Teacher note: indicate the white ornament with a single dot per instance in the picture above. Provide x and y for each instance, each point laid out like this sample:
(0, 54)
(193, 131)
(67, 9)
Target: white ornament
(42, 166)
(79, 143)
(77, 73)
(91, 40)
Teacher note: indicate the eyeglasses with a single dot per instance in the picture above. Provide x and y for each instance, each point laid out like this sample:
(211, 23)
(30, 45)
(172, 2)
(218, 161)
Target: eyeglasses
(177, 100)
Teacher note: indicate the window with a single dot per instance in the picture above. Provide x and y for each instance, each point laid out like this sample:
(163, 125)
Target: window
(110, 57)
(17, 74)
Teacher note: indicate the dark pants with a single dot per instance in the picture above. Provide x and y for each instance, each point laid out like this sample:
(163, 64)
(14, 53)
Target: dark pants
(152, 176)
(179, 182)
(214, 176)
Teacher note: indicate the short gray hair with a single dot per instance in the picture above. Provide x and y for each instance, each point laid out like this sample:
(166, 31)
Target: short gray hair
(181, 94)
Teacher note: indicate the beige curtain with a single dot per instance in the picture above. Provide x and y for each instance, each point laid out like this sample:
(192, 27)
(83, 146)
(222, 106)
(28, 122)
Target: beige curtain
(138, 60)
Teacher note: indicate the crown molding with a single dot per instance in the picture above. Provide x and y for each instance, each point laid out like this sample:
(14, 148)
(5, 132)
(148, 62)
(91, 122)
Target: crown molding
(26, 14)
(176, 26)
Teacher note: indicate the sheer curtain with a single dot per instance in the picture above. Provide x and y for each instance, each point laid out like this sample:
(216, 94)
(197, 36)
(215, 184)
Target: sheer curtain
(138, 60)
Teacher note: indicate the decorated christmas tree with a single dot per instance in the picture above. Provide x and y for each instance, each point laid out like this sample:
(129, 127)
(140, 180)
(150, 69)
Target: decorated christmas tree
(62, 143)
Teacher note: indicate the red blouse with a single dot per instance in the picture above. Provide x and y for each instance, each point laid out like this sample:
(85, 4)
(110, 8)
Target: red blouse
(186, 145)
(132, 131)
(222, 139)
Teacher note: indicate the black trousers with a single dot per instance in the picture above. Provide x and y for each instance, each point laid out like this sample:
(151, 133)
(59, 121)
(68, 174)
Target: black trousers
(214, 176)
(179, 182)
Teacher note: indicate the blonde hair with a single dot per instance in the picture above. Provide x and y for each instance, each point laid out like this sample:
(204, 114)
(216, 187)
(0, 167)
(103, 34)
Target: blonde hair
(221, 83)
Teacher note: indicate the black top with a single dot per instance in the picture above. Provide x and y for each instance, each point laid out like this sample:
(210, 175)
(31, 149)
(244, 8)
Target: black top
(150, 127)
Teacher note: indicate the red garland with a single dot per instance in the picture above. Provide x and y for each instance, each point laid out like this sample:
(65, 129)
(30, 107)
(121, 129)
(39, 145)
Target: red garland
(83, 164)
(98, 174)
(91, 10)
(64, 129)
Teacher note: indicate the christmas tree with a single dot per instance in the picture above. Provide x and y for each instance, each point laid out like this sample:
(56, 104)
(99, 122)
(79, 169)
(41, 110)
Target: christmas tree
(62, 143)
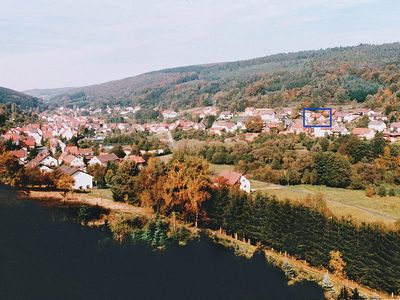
===
§ **What you should do**:
All the records need to be retyped word for word, except for the pictures.

§ **Written answer**:
Teacher note: indicate the white ornament with a single dot per instance in the picture above. Provide x and y for each instance, each point laid out like this sample:
(0, 54)
(193, 131)
(67, 9)
Target: white ornament
(42, 166)
(79, 143)
(77, 73)
(91, 40)
Teacher note: indicate the eyeglasses with a single dot per instance in the picture above. Provide x and y for each instance, each point laid out like this sample:
(211, 23)
(30, 45)
(172, 2)
(218, 161)
Target: eyeglasses
(177, 100)
Teacher note: indicate the window with a single dot per instance in the picture above. Provide x and y for each instance, each point laid out like this sample:
(163, 125)
Target: window
(110, 57)
(17, 74)
Teacher note: indicate the dark pants with a single dot per instance in the picture above. Provide x and y for each instance, each point laid out like this sample:
(163, 64)
(14, 53)
Target: dark pants
(152, 176)
(179, 182)
(214, 176)
Teacher note: indicate the short gray hair with a single dot per instance in the picture above. Provide x and y for each instance, each point laid out like this sample:
(166, 31)
Target: short gray hair
(181, 94)
Teacher note: indicate the beige curtain with a single dot per instance in the picture above. Provide x and y for each instance, each point laid out like this sample:
(192, 27)
(83, 146)
(222, 106)
(28, 122)
Target: beige curtain
(138, 60)
Teacher note: indicate the crown molding with a single dot per instance in the picture above. Provide x and y for each instance, each point laid out like this sample:
(14, 148)
(5, 132)
(148, 62)
(91, 122)
Target: crown molding
(26, 14)
(176, 26)
Teacher note: indicate the sheer curtain with a single dot per instance in the picture above. Provide x and y for each instance, each point laid out like this sample:
(216, 94)
(197, 36)
(215, 184)
Target: sheer curtain
(138, 60)
Teacher note: indicate the decorated christmas tree with a single dot per instance in the picture above. Provide x and y for each instance, each point laid out like this sample:
(129, 127)
(140, 180)
(150, 69)
Target: decorated christmas tree
(62, 143)
Teacher note: indicate the red blouse with a single dot per instance in the picture above. Provide x and y for each instance, each point laid out like this sample:
(85, 4)
(110, 8)
Target: red blouse
(186, 145)
(132, 131)
(222, 139)
Teacher note: indicate the black trousers with a single dot per instance in the picture above. Provide x and y for each instance, each point laid out like this sample:
(151, 133)
(59, 121)
(68, 174)
Target: black trousers
(214, 176)
(179, 182)
Teacher note: indicate the blonde hair with a single dot per instance in the picture above. Provide x and y for each instance, each point laid out like this sample:
(204, 114)
(216, 187)
(0, 167)
(103, 34)
Target: blonde hair
(221, 83)
Teacher note: indicate the black top with a single dot per instance in the picture above. Provide x and y for each instance, each point laid out like this sample:
(210, 175)
(31, 149)
(244, 8)
Target: black top
(150, 127)
Teacher note: indicate the red garland with a single dot per instance in the picture above. Provide x and y for each instance, each point laid out like this sample:
(65, 129)
(30, 107)
(121, 129)
(39, 145)
Target: red garland
(83, 164)
(98, 174)
(91, 10)
(64, 129)
Teacher note: indicate the christmas tree with a single dot per instance in the picture above. Provide x and y for each instance, each point laid out like this sample:
(56, 104)
(99, 122)
(79, 169)
(41, 110)
Target: christmas tree
(62, 143)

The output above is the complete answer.